--- Problem statement ---
If a line of the records contains the string "below", copy it out.

--- Extracted information ---
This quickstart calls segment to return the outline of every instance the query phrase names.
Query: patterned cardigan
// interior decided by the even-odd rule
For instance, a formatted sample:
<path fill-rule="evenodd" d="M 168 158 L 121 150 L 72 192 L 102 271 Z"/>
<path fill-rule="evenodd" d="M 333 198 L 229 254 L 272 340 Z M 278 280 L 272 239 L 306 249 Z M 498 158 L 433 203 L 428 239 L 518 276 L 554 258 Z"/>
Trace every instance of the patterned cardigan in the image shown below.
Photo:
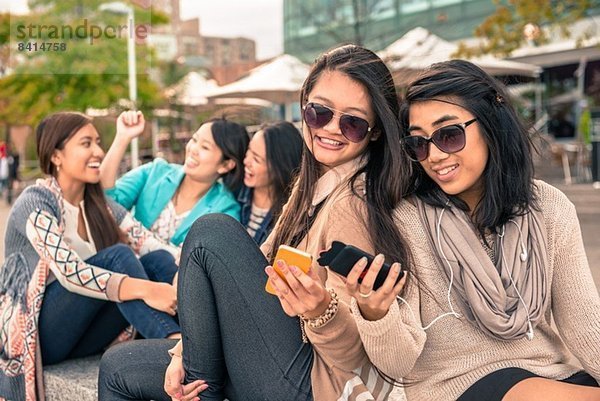
<path fill-rule="evenodd" d="M 143 255 L 177 249 L 156 239 L 113 201 L 109 210 Z M 85 263 L 63 238 L 64 203 L 53 178 L 38 180 L 15 202 L 8 218 L 0 268 L 0 400 L 44 400 L 38 317 L 50 272 L 69 291 L 117 301 L 125 275 Z"/>

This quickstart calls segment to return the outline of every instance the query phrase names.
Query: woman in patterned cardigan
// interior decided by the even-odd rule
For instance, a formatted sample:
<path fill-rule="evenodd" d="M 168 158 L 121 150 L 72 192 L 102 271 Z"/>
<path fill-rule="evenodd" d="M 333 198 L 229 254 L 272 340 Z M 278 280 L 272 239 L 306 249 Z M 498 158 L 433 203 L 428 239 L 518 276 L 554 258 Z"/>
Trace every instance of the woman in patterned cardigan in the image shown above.
<path fill-rule="evenodd" d="M 15 203 L 0 270 L 0 399 L 14 401 L 43 399 L 42 364 L 98 353 L 129 325 L 146 338 L 180 332 L 176 250 L 105 199 L 91 120 L 47 117 L 37 150 L 49 178 Z"/>

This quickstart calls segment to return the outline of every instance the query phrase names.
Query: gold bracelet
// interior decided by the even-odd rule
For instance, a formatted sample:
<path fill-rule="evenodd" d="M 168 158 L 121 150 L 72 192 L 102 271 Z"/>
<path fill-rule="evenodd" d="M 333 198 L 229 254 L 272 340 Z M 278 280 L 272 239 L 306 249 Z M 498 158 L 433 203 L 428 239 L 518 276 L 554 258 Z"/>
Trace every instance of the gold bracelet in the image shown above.
<path fill-rule="evenodd" d="M 298 316 L 298 320 L 300 321 L 300 333 L 302 333 L 302 342 L 304 344 L 308 344 L 308 337 L 306 337 L 306 330 L 304 329 L 304 320 Z"/>
<path fill-rule="evenodd" d="M 325 312 L 323 312 L 320 316 L 314 318 L 306 318 L 304 316 L 300 316 L 304 324 L 306 324 L 311 329 L 318 329 L 319 327 L 325 326 L 337 313 L 338 311 L 338 296 L 336 292 L 329 288 L 327 290 L 329 295 L 331 296 L 331 300 L 329 301 L 329 305 Z"/>

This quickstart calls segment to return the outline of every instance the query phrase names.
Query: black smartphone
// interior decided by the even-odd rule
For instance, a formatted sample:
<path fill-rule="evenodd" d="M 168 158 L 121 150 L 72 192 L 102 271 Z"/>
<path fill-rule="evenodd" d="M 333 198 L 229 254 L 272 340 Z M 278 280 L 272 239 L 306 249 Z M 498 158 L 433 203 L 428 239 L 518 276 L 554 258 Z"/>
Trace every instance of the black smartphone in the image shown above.
<path fill-rule="evenodd" d="M 347 277 L 350 273 L 350 270 L 352 270 L 356 262 L 358 262 L 359 259 L 363 256 L 367 258 L 367 267 L 363 270 L 362 274 L 358 279 L 358 282 L 361 283 L 365 274 L 367 274 L 367 272 L 369 271 L 369 267 L 371 267 L 373 259 L 375 259 L 373 255 L 368 254 L 362 249 L 359 249 L 352 245 L 346 245 L 340 241 L 333 241 L 333 243 L 331 244 L 331 248 L 329 248 L 326 251 L 322 251 L 319 254 L 319 259 L 317 259 L 317 262 L 321 266 L 329 266 L 329 268 L 334 272 L 341 274 L 344 277 Z M 373 290 L 377 290 L 383 285 L 385 279 L 390 273 L 390 268 L 390 265 L 387 263 L 384 263 L 383 266 L 381 266 L 381 270 L 375 278 Z M 396 283 L 398 283 L 398 281 L 400 281 L 400 279 L 403 276 L 404 271 L 400 271 Z"/>

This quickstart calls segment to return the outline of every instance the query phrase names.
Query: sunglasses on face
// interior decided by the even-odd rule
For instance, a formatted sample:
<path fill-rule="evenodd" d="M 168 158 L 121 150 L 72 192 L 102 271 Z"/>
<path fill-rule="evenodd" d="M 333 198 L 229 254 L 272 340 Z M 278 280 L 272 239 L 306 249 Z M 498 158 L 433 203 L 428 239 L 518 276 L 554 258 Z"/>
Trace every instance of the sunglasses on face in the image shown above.
<path fill-rule="evenodd" d="M 331 121 L 334 112 L 342 114 L 319 103 L 307 103 L 302 110 L 302 118 L 310 128 L 323 128 Z M 350 142 L 361 142 L 372 129 L 367 120 L 350 114 L 342 114 L 339 125 L 342 135 Z"/>
<path fill-rule="evenodd" d="M 444 153 L 460 152 L 466 144 L 465 129 L 475 121 L 476 118 L 461 124 L 446 125 L 433 131 L 429 138 L 418 135 L 406 136 L 402 138 L 402 146 L 408 157 L 416 162 L 427 159 L 430 142 Z"/>

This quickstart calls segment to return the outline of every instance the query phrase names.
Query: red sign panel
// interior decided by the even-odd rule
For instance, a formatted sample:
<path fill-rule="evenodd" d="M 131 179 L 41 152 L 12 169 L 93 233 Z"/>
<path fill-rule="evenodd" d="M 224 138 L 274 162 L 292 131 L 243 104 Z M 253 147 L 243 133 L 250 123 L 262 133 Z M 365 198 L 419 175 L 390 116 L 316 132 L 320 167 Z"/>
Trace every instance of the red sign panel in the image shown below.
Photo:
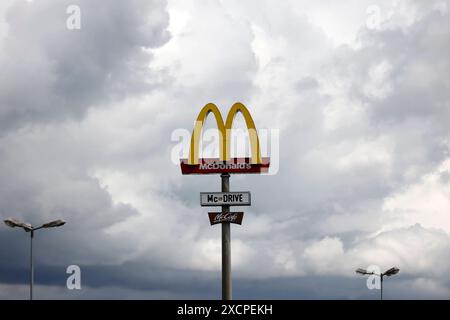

--- Completed task ---
Trace every instance of the patterned cardigan in the image shown below.
Trace every instance of the red sign panel in the image shown below.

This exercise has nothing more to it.